Exercise> Find the line that contains "Return one point per instance of the dark textured" in the entries below. Output it and each later line exactly, and nothing else.

Raw data>
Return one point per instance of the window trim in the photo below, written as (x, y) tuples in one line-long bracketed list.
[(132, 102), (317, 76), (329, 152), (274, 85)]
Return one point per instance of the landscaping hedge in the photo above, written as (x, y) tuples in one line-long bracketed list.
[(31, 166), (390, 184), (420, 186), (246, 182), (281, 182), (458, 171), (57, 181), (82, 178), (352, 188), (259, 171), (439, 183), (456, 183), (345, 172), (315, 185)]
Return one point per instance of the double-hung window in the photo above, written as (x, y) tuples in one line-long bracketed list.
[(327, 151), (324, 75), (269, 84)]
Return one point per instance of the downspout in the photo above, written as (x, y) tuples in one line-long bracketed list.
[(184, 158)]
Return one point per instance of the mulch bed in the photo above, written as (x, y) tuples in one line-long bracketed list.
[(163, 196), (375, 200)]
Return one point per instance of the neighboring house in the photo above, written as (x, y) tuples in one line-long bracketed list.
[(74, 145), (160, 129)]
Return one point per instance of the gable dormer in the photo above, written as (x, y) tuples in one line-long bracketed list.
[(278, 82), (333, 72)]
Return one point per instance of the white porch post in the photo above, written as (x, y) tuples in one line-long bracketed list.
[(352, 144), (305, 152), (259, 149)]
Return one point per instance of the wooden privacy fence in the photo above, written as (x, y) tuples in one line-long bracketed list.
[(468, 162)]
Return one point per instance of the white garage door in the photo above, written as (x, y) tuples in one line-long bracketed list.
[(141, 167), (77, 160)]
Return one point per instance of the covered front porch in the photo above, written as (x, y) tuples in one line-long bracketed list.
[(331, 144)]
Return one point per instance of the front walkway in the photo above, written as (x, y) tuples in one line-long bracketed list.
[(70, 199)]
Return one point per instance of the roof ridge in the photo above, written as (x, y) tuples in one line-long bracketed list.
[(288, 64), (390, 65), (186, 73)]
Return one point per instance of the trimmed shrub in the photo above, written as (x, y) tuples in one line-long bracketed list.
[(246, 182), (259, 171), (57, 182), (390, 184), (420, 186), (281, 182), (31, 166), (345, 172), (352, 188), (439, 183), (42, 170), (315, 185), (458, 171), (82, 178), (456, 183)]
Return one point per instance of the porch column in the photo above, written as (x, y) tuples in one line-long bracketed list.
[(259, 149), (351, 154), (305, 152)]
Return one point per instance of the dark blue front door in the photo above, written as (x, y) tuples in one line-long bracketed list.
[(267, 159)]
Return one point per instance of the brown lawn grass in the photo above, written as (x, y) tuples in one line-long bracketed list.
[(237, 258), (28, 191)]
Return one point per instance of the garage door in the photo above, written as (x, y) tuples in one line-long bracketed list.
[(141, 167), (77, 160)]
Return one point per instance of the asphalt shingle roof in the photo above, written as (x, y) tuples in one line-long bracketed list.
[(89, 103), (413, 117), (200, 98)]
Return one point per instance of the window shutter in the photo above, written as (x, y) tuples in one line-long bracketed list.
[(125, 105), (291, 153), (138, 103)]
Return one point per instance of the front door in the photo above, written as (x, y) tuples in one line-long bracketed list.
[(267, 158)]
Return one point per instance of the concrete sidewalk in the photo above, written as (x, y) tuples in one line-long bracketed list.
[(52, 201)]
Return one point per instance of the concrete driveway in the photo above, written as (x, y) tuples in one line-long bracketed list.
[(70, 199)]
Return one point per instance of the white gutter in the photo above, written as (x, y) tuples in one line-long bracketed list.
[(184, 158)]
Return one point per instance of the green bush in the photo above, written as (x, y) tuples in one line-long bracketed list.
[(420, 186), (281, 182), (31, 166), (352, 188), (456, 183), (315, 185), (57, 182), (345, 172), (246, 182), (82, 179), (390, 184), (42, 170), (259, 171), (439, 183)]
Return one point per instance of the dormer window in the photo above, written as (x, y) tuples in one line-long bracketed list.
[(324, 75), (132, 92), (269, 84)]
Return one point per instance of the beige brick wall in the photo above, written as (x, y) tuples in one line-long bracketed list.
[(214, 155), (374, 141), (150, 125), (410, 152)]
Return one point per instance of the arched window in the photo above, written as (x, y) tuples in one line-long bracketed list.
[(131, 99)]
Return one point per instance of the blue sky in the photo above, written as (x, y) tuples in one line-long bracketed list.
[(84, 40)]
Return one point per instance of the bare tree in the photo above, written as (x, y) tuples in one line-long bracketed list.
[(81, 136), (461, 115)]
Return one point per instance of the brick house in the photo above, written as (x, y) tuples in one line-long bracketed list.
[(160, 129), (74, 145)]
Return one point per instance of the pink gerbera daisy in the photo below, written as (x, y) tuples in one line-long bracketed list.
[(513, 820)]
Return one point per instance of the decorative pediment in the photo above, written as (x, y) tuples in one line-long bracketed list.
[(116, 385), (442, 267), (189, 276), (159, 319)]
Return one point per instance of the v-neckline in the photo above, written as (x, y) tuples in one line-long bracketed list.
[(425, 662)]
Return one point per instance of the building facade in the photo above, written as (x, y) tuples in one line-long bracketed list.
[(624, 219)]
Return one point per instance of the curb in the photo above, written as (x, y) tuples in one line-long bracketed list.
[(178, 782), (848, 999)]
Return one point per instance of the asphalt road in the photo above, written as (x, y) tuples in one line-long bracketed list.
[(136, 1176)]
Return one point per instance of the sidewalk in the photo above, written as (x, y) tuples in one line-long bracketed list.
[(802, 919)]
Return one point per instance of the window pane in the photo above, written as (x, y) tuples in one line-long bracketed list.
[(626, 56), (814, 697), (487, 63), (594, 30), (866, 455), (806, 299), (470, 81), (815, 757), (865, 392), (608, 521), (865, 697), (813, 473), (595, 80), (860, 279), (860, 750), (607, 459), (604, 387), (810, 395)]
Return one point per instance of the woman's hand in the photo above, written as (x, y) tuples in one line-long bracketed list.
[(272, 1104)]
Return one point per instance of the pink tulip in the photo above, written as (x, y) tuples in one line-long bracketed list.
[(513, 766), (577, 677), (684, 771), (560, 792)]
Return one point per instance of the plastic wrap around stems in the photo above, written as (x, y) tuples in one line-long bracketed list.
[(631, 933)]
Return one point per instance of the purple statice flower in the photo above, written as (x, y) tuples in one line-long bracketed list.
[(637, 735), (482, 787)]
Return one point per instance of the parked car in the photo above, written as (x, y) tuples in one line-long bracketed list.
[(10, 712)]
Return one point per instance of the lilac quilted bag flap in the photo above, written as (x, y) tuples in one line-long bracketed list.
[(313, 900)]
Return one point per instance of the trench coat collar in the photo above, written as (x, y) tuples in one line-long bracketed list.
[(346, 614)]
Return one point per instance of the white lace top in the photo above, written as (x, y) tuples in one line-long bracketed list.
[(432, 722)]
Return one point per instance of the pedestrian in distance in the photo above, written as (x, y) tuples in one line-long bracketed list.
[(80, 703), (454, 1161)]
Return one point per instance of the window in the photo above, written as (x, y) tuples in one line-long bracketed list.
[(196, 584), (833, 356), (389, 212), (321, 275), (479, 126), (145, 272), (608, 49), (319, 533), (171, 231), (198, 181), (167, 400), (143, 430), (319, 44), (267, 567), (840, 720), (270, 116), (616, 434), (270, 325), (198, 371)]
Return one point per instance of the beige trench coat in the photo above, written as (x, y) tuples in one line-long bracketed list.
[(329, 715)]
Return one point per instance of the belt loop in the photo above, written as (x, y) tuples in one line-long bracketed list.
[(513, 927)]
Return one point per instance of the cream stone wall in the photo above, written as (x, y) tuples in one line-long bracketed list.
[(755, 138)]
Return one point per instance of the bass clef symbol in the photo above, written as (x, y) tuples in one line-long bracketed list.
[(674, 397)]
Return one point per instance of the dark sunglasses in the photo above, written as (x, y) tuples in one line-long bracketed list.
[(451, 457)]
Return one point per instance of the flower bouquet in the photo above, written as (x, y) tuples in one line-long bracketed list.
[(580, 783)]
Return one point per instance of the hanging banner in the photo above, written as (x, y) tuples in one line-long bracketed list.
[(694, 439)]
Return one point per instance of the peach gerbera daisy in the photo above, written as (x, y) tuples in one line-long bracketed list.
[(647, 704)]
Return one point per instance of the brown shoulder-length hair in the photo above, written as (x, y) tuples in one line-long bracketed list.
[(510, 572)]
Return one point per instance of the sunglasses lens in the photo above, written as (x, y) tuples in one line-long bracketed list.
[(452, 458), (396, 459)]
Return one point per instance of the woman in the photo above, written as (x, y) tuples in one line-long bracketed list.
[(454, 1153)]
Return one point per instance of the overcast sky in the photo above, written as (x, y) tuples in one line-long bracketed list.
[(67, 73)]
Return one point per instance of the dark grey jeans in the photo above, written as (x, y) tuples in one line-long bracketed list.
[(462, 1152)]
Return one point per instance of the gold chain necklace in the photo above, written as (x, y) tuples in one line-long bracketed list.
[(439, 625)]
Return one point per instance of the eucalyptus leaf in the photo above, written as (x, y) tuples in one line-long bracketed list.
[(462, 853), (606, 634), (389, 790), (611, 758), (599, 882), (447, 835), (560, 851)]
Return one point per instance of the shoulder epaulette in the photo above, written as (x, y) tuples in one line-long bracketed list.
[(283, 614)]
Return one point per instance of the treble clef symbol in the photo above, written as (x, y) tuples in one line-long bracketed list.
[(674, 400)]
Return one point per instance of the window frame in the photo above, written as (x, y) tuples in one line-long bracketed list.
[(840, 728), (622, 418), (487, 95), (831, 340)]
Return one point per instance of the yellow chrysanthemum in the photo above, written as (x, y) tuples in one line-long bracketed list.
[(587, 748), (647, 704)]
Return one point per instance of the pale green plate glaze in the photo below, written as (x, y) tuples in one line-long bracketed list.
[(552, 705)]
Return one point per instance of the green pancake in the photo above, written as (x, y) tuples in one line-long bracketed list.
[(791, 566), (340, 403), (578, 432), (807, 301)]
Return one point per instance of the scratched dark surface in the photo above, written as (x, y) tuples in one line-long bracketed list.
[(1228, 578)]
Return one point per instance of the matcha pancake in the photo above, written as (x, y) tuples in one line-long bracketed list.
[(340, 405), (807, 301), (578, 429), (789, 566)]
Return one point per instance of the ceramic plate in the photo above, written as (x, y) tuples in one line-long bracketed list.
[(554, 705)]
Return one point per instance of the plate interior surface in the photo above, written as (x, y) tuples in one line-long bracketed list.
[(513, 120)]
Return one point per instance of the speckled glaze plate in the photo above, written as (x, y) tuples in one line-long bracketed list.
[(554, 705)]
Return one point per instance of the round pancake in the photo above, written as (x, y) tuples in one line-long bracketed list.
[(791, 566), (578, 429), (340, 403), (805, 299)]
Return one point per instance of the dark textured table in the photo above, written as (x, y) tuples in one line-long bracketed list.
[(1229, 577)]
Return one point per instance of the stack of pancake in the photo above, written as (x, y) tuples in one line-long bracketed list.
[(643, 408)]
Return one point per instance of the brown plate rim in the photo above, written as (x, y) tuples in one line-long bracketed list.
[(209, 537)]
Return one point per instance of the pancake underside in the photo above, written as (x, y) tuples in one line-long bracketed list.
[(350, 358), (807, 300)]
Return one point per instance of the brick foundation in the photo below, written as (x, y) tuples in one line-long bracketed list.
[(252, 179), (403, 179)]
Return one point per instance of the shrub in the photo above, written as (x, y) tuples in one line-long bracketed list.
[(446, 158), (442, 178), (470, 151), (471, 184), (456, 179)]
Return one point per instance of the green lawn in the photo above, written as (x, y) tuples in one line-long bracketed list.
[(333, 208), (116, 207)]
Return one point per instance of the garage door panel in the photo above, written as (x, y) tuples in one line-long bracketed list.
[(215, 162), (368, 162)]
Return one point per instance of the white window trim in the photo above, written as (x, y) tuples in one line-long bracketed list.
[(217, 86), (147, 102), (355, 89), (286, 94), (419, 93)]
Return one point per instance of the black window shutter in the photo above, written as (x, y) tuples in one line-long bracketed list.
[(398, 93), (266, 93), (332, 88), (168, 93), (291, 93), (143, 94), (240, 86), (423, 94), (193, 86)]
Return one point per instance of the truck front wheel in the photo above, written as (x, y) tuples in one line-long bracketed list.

Full answer>
Return one point per instance of the dark textured table in the photo above, written as (x, y) tuples in one line-long bracketed list.
[(1229, 577)]
Return one point per instance of the stack of pancake in the photo above, written as (x, y) tuples in one line-long bracketed list.
[(643, 408)]
Return one point per instance of the brown plate rim in the photo above, written as (x, y) tuples in one line-long bracketed list.
[(209, 537)]
Return one point per instance of the pancake underside in the photo above, written as (x, y) tuples in one line-long bracketed list.
[(350, 358), (807, 300)]
Return one point per instance of the brick foundation in the photo below, written as (x, y) tuples in one line-long bracketed list.
[(252, 179), (403, 179)]
Return one point per instance of the shrub in the photo above, written as (x, y) tuples in one line-long bracketed list.
[(446, 158), (442, 178), (470, 151), (471, 184), (456, 179)]
Return one point per instance of the green lawn in the photo above, written as (x, y) tuples in one line-long bracketed list.
[(333, 208), (116, 207)]
Return one point per instance of the garage door panel in the photo above, written as (x, y) tuples in one line-long bracketed list.
[(215, 162), (368, 162)]
Return one point per instance of the white window trim in the photo above, written as (x, y) tuples in one line-long bracketed list.
[(217, 86), (147, 102), (355, 89), (286, 94), (419, 93)]
Return one point per instance of the black window shutter in the photo above, written as (x, y) tuples in one line-long bracketed list.
[(398, 93), (266, 93), (332, 88), (168, 93), (291, 93), (143, 94), (240, 86), (423, 94), (193, 86)]
Return one point per instance of the truck front wheel in the photo above, written as (x, y) tuples in one line-long bracketed list.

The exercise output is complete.